## ENTRIES SUPPLIED
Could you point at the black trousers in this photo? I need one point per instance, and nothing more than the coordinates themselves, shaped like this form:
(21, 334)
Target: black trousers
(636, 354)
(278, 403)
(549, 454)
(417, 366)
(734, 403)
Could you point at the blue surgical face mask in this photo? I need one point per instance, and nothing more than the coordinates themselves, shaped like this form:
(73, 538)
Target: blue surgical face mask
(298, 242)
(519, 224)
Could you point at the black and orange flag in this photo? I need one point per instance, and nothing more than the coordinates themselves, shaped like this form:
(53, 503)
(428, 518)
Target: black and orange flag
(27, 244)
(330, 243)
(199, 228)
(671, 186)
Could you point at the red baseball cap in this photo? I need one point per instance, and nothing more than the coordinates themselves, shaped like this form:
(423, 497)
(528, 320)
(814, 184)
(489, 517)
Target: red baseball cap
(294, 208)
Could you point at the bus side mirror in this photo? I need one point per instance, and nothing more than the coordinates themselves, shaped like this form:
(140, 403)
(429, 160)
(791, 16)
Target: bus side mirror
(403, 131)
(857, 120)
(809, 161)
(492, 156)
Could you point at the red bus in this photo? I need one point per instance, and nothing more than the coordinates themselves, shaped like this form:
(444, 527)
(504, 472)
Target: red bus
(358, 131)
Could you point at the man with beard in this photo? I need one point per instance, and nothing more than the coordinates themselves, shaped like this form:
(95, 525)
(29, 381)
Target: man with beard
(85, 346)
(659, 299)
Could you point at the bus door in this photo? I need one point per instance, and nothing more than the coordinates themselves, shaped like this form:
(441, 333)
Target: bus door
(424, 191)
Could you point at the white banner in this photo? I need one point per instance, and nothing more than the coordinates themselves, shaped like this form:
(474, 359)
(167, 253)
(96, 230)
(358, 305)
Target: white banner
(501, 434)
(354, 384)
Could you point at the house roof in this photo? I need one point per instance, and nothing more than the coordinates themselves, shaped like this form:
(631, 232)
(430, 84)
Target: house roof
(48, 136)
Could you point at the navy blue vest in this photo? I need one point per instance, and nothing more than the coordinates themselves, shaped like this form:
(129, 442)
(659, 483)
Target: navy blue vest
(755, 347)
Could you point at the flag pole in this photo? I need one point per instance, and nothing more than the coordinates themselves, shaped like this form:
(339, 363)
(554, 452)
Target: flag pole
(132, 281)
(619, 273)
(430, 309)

## WHAT THE TASK ASKS
"than" is the word to look for; copy every line of the data that has it.

## TASK ANSWER
Could you point at the black trousers in this photo? I need one point per instance, and nothing more than the coordinates themselves, shaped like this form:
Could you point at the blue surgical face mask in this photo? I need one point per instance, and nothing more than the coordinates themselves, shaped like this form:
Could you point at the black and orange flag in this photo? I need one point per instance, and nothing more than the coordinates themselves, shaped like this form:
Could you point at the red baseball cap in this photo? I need one point per instance, and nothing more than the coordinates themselves, shaped like this form:
Could you point at the bus side mirror in this photo? I need one point per instance, and nothing more than the coordinates themselves, shaped like this form:
Could you point at the red bus in this photo? I need one point per instance, and nothing more than the coordinates themselves, shaped like this form:
Could you point at the man with beard in this photo? I need one point per instance, and nothing more than the coordinates themselves, shaped like this form:
Could you point at the bus door in this photo? I need one point per instance, and nothing more than the coordinates themselves, shaped like this form:
Could you point at the white banner in this photo? I need one point per instance, and nothing more than the coordinates themselves, shaped like this form:
Could you point at the house roof in this photo? I need one point per instance, and nothing more than the coordinates themselves, shaped like this form:
Could you point at the navy blue vest in this photo? I need one point per instance, and nothing more than the coordinates themselves, shaped like this form:
Could you point at the flag pole in this photo? I need one point per instance, and nothing more than the coordinates themselves, shaped like this form:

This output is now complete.